-- START Document extract --
07___Princess Diana as Mushrooms@ Pagemaster Studios

by MJR

While death to many is the ultimate transition, the humble mushroom reminds us that there may be life beyond death. And indeed, with Lady Diana herself making an appearance at the “Princess Diana as Mushrooms” zine launch in Lewisham, it becomes clear that perhaps miracles of all sorts are possible. The night surely has it all, with a booth offering tipples such as Diana’s favourite peach bellini and pale ale for the more pint-inclined gallery-goers. A shrine to the late princess, replete with giant crocheted mushrooms and battery-powered candles, reminds everyone why they’ve come to Pagemaster Studios, a printing studio operated by the much-loved SET social club.

The sure highlight of the event is the Lady Di impersonator, who flits around talking to various event attendees. Her responses are always off-kilter but perfectly timed: when asked about her biggest ‘opp’, she responds with “You!” before launching into a gracious yet scathing take-down of the Queen consort Camilla. With her entourage of photographers and fans, she throws darts at a photo of Camilla with studied precision. Perhaps Charles should have been included on the dartboard – you can’t get rid of only half of the problem!
-- END Document extract --
-- START Entries supplied --
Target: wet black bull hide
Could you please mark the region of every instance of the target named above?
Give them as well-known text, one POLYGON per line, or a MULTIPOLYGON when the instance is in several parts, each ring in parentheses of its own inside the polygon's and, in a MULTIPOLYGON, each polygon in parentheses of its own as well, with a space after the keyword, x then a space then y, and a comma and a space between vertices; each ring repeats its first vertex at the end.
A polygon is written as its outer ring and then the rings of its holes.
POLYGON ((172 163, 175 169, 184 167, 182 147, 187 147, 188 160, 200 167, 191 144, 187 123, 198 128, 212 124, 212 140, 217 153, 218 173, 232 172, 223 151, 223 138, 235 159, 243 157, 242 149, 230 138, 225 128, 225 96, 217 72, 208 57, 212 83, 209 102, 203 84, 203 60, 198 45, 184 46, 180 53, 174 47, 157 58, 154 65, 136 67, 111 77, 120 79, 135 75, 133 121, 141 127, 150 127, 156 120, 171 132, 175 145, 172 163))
-- END Entries supplied --
**Given task:** Write the next part of the piece about the "Princess Diana as Mushrooms" zine launch, picking up after its last sentence. The lines above have nothing to do with this.

**Reply to the task:**
Of course, the night centred the launch of artist Lulu Williams’s second edition of the “Princess Diana as Mushrooms” zine, in which images of Diana sit side by side with mushrooms in a way typically associated with a Twitter feed. However, the zine itself is a refreshingly physical take on what is often reserved for the confines of social media. As everything becomes increasingly digitised, this inversion of the digital into the real feels increasingly resonant. This is not to make something which clearly relishes in the playful and satirical into something which is ultra serious: the playful approach to notions of hierarchy makes for a very entertaining reading experience.

Peeking below the surface, though, there is a certain morbidity to the comparison of one of the most infamously dead people in popular culture with the humble mushroom – the decomposer which will come for us all eventually. The immediate conclusion might be something macabre, but the flipside feels more optimistic: there is something almost regal about the role of the mushroom in our ecosystem, and the mycological and human worlds might be closer than we first anticipate. Indeed, the line between decomposition and composition might be closer than is comfortable, but this isn’t necessarily a bad thing. At the end of the day, all we can do is have fun with these facts and maybe throw a few parties (or book launches) along the way.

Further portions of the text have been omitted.